Count the lines in the items below that contain the string "flipper", and reply with only that number.

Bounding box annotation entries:
************

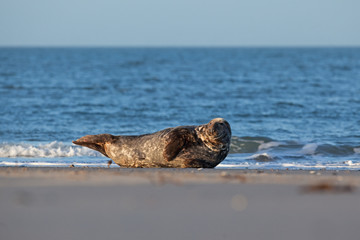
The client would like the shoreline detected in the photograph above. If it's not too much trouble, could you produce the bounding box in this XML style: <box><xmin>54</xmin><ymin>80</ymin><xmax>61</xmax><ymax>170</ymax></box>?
<box><xmin>0</xmin><ymin>167</ymin><xmax>360</xmax><ymax>240</ymax></box>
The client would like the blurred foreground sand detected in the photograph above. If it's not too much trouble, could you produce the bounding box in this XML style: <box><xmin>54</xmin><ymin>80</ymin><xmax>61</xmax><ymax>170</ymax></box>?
<box><xmin>0</xmin><ymin>167</ymin><xmax>360</xmax><ymax>240</ymax></box>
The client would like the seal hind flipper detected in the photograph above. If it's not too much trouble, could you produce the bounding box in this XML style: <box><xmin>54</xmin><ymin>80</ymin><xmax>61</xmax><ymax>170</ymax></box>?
<box><xmin>73</xmin><ymin>134</ymin><xmax>115</xmax><ymax>158</ymax></box>
<box><xmin>163</xmin><ymin>128</ymin><xmax>189</xmax><ymax>161</ymax></box>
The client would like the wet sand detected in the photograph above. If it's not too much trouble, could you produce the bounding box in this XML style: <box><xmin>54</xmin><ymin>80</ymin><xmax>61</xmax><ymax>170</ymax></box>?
<box><xmin>0</xmin><ymin>167</ymin><xmax>360</xmax><ymax>240</ymax></box>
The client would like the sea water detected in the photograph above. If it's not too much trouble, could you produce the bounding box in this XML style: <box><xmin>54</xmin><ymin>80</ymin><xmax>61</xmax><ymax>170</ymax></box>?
<box><xmin>0</xmin><ymin>48</ymin><xmax>360</xmax><ymax>170</ymax></box>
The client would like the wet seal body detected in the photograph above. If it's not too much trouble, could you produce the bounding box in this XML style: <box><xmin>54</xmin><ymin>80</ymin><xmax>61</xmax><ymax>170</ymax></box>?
<box><xmin>73</xmin><ymin>118</ymin><xmax>231</xmax><ymax>168</ymax></box>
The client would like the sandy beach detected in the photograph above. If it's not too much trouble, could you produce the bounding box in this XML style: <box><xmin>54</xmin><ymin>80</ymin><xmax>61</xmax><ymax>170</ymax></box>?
<box><xmin>0</xmin><ymin>167</ymin><xmax>360</xmax><ymax>240</ymax></box>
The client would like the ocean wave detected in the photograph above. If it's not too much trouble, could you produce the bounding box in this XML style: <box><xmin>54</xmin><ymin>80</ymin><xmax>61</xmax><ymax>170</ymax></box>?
<box><xmin>0</xmin><ymin>141</ymin><xmax>101</xmax><ymax>158</ymax></box>
<box><xmin>230</xmin><ymin>136</ymin><xmax>360</xmax><ymax>156</ymax></box>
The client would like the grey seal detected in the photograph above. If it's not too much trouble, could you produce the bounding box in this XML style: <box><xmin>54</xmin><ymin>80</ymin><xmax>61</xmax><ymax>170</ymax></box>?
<box><xmin>73</xmin><ymin>118</ymin><xmax>231</xmax><ymax>168</ymax></box>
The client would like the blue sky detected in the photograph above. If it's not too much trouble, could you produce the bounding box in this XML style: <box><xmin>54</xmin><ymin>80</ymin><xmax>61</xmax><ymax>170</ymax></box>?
<box><xmin>0</xmin><ymin>0</ymin><xmax>360</xmax><ymax>46</ymax></box>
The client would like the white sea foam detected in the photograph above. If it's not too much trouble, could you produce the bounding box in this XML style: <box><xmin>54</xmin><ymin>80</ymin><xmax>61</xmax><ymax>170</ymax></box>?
<box><xmin>300</xmin><ymin>143</ymin><xmax>318</xmax><ymax>155</ymax></box>
<box><xmin>245</xmin><ymin>153</ymin><xmax>273</xmax><ymax>161</ymax></box>
<box><xmin>258</xmin><ymin>142</ymin><xmax>281</xmax><ymax>151</ymax></box>
<box><xmin>0</xmin><ymin>141</ymin><xmax>100</xmax><ymax>158</ymax></box>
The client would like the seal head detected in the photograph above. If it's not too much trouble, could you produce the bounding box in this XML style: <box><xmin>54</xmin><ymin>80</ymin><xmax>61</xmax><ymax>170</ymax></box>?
<box><xmin>197</xmin><ymin>118</ymin><xmax>231</xmax><ymax>151</ymax></box>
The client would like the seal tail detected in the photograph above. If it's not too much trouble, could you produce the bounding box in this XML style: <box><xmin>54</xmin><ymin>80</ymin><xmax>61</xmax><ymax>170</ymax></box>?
<box><xmin>73</xmin><ymin>134</ymin><xmax>115</xmax><ymax>157</ymax></box>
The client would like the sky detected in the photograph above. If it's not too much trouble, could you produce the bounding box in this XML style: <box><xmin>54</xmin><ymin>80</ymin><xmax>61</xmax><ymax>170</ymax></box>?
<box><xmin>0</xmin><ymin>0</ymin><xmax>360</xmax><ymax>46</ymax></box>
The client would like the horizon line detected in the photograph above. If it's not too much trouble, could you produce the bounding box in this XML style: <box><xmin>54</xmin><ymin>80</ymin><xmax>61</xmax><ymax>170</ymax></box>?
<box><xmin>0</xmin><ymin>44</ymin><xmax>360</xmax><ymax>48</ymax></box>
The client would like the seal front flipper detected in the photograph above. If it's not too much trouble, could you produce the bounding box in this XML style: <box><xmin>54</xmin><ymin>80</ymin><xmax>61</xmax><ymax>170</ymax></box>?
<box><xmin>73</xmin><ymin>134</ymin><xmax>115</xmax><ymax>157</ymax></box>
<box><xmin>163</xmin><ymin>128</ymin><xmax>189</xmax><ymax>161</ymax></box>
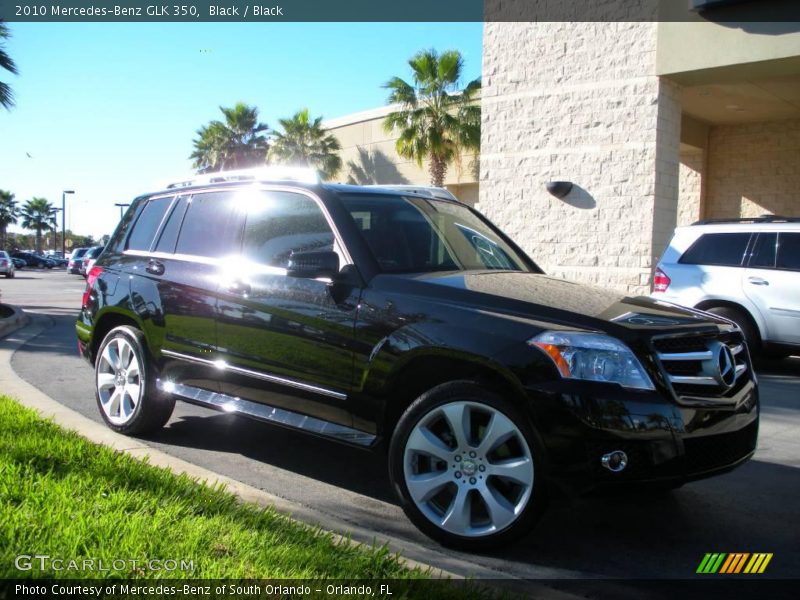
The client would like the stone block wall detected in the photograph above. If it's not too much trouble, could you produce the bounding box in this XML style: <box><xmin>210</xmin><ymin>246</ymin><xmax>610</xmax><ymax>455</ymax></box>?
<box><xmin>706</xmin><ymin>119</ymin><xmax>800</xmax><ymax>217</ymax></box>
<box><xmin>478</xmin><ymin>22</ymin><xmax>680</xmax><ymax>293</ymax></box>
<box><xmin>677</xmin><ymin>147</ymin><xmax>704</xmax><ymax>225</ymax></box>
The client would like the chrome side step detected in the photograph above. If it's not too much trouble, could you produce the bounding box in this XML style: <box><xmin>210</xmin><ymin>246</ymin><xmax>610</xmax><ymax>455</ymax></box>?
<box><xmin>162</xmin><ymin>379</ymin><xmax>375</xmax><ymax>447</ymax></box>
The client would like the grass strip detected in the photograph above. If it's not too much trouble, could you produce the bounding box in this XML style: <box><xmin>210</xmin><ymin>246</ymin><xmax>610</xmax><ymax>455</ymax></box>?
<box><xmin>0</xmin><ymin>396</ymin><xmax>427</xmax><ymax>580</ymax></box>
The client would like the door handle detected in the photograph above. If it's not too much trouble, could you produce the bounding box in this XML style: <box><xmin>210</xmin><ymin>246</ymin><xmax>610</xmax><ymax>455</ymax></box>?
<box><xmin>225</xmin><ymin>281</ymin><xmax>252</xmax><ymax>296</ymax></box>
<box><xmin>145</xmin><ymin>258</ymin><xmax>164</xmax><ymax>275</ymax></box>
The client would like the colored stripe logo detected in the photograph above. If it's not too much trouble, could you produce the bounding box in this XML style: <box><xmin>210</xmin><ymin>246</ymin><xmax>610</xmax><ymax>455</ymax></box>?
<box><xmin>697</xmin><ymin>552</ymin><xmax>772</xmax><ymax>575</ymax></box>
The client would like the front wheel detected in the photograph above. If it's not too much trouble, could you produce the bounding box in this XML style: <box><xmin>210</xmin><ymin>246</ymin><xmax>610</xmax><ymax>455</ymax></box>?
<box><xmin>389</xmin><ymin>381</ymin><xmax>545</xmax><ymax>550</ymax></box>
<box><xmin>95</xmin><ymin>326</ymin><xmax>175</xmax><ymax>435</ymax></box>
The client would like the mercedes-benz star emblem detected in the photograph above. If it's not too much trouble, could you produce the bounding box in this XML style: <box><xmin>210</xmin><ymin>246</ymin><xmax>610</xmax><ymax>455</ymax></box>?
<box><xmin>714</xmin><ymin>344</ymin><xmax>736</xmax><ymax>388</ymax></box>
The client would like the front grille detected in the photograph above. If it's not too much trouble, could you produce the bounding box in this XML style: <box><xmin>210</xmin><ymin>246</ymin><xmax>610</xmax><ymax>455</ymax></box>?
<box><xmin>653</xmin><ymin>332</ymin><xmax>750</xmax><ymax>400</ymax></box>
<box><xmin>683</xmin><ymin>421</ymin><xmax>758</xmax><ymax>475</ymax></box>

************

** SOLUTION **
2